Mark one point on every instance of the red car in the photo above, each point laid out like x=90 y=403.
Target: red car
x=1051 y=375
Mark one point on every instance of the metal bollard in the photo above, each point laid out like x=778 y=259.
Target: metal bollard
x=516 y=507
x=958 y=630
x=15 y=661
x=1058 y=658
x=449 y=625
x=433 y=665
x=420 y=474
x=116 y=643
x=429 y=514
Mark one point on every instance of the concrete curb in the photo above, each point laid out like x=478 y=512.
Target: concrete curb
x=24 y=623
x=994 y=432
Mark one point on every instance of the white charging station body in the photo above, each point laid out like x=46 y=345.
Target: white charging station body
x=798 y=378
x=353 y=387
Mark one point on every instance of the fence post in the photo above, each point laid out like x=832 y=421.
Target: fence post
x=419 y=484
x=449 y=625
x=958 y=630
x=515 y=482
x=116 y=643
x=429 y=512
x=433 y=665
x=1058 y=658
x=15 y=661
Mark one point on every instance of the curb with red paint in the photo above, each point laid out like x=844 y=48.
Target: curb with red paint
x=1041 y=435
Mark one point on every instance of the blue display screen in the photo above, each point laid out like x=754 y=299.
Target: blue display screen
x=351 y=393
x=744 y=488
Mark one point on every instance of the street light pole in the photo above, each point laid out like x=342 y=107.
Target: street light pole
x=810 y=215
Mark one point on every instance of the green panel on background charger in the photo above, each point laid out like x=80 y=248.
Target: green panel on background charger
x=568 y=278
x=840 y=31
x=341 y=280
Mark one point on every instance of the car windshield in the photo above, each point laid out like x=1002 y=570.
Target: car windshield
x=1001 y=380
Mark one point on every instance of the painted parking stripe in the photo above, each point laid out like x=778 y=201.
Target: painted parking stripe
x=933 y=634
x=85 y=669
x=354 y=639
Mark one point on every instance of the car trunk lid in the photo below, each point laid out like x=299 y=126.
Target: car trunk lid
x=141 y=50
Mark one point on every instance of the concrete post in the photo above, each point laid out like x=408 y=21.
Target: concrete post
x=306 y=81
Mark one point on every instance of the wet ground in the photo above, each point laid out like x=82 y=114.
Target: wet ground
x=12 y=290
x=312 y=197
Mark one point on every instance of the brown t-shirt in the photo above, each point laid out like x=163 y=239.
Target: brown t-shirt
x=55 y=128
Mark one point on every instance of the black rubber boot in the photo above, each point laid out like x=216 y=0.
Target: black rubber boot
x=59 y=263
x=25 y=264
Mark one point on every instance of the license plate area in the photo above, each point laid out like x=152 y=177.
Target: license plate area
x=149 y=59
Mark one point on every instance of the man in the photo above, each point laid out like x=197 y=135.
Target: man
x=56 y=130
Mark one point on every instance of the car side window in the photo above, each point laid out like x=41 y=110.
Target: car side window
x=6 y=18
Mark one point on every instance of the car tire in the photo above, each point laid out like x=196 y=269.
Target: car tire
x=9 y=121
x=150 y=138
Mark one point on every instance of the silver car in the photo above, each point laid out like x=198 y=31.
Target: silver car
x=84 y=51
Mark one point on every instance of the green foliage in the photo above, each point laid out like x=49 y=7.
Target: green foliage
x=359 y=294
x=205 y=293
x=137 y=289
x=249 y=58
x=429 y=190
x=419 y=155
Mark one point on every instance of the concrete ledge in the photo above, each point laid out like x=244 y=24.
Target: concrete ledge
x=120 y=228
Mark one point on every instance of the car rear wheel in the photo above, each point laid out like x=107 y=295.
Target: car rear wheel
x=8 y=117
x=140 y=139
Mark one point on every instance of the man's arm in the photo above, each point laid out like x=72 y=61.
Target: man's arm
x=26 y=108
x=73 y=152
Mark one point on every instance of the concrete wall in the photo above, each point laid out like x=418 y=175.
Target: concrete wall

----------

Reproduza integralmente as linhas acima, sem qualquer alteração.

Resposta —
Mark one point on every instance of the red car in the photo above, each point laid out like x=90 y=403.
Target: red car
x=1051 y=375
Mark one point on every instance of the metal bollard in the photo above, each point laid out like x=778 y=259.
Target: metal bollard
x=516 y=507
x=958 y=630
x=15 y=661
x=1058 y=658
x=449 y=625
x=433 y=665
x=420 y=474
x=116 y=643
x=429 y=514
Mark one point on every instance of the concrete curb in the photo above, each point laid out like x=478 y=512.
Target: concrete curb
x=24 y=623
x=994 y=432
Mark one point on every instance of the white charging station body in the photo above, each point laid out like x=46 y=345.
Target: white charging station body
x=798 y=378
x=353 y=387
Mark one point on every instance of the fence post in the photo above, each point laid out like x=832 y=421.
Target: fence post
x=419 y=484
x=449 y=625
x=958 y=630
x=515 y=482
x=116 y=643
x=429 y=512
x=433 y=665
x=1058 y=658
x=15 y=661
Mark one point on every instance of the curb with red paint in the photo above, each point laid out like x=844 y=48.
Target: curb with red paint
x=1041 y=435
Mark one point on every instance of the blue display screen in the photo above, each point laid out like x=754 y=299.
Target: blue display screen
x=351 y=393
x=744 y=488
Mark one point on every instance of the street light pole in the photo above, each point laid out like x=342 y=107.
Target: street light pole
x=810 y=215
Mark one point on every instance of the green panel on background charger in the photo above, each point laid out like x=80 y=248.
Target: green panel on background charger
x=568 y=278
x=840 y=31
x=341 y=280
Mark one point on every instance of the car windshield in the photo above, each point laid out like x=1002 y=570.
Target: car windshield
x=1001 y=380
Mark one point on every instance of the painted parking stripe in the photo above, each point laid out like x=778 y=201.
Target: painted parking stripe
x=933 y=634
x=85 y=669
x=354 y=639
Mark one point on every instance of the car trunk lid in the photo below, each point laid out like x=299 y=126.
Target: car trunk lid
x=141 y=50
Mark one point on every instance of the concrete post in the photo above, each point laid out like x=408 y=21.
Target: concrete post
x=306 y=81
Mark one point on every instance of the wet ground in the photo above, each point laid out like x=82 y=114.
Target: wet ground
x=12 y=290
x=312 y=197
Mark one point on every instance of the brown t-shirt in the photo above, each point laid out like x=163 y=239.
Target: brown t-shirt
x=55 y=128
Mark one point on every instance of the black rubber boot in the photo above, each point laid out like x=216 y=0.
Target: black rubber boot
x=59 y=263
x=25 y=264
Mark one point on every instance of the license plate area in the photo above, each point laid out like x=152 y=177.
Target: license plate area
x=149 y=59
Mark one point on every instance of the man in the photo above, each point laid out like x=197 y=135.
Target: man
x=56 y=130
Mark one point on every instance of the car side window in the photo above, each point laid out like x=41 y=110.
Target: car side window
x=6 y=18
Mark one point on every instance of the car tire in the photo above, each point laid out like x=196 y=269.
Target: car tire
x=9 y=121
x=150 y=138
Mark one point on every instance of the silver car in the photo above, each point laid out like x=198 y=31.
Target: silver car
x=84 y=51
Mark one point on every instance of the green foliage in the photo above, each point laid out like x=49 y=7.
Target: green foliage
x=359 y=294
x=205 y=293
x=137 y=289
x=249 y=58
x=429 y=190
x=419 y=155
Mark one point on every instance of the concrete ledge in the photo above, each point laid out like x=244 y=24.
Target: concrete ledge
x=120 y=228
Mark one point on every instance of the car rear wheel in the photo above, each point laid out like x=107 y=295.
Target: car rear wheel
x=8 y=117
x=140 y=139
Mark one point on every instance of the man's arm in the photo above, each point laid out like x=72 y=61.
Target: man's arm
x=26 y=108
x=73 y=152
Mark one point on every instance of the concrete wall in the photo above, each point laid out like x=418 y=175.
Target: concrete wall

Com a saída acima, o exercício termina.